Put the lines from the start through the line containing "rough mask: <svg" into a JSON list of strings, one string per line, with blank lines left out.

Record excerpts:
<<<<

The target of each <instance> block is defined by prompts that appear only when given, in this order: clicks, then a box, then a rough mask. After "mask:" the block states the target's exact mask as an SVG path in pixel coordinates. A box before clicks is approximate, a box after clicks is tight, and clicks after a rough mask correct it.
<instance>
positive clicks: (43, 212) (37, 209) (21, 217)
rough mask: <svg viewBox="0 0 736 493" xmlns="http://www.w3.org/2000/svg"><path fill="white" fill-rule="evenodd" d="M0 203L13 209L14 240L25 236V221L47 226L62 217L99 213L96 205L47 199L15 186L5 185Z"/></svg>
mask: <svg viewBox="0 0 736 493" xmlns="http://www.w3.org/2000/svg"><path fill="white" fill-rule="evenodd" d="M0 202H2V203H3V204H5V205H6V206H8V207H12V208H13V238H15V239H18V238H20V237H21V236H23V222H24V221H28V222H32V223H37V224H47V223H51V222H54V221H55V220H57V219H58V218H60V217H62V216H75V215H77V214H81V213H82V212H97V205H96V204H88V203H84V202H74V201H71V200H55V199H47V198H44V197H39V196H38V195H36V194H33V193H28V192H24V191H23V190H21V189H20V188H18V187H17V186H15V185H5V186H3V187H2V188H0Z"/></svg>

>>>>

Exercise answer:
[
  "The target of each <instance> block is defined by prompts that appear only when given, in this order: clicks, then a box, then a rough mask. After \"mask:\" the block states the target's exact mask as an SVG path in pixel coordinates. A box before clicks is approximate, a box after clicks is tight, and clicks after a rough mask correct it.",
  "<instance>",
  "positive clicks: (43, 212) (37, 209) (21, 217)",
  "rough mask: <svg viewBox=\"0 0 736 493\" xmlns=\"http://www.w3.org/2000/svg\"><path fill=\"white\" fill-rule=\"evenodd\" d=\"M0 203L13 209L14 240L25 236V221L47 226L62 217L99 213L96 205L47 199L15 186L5 185Z\"/></svg>"
]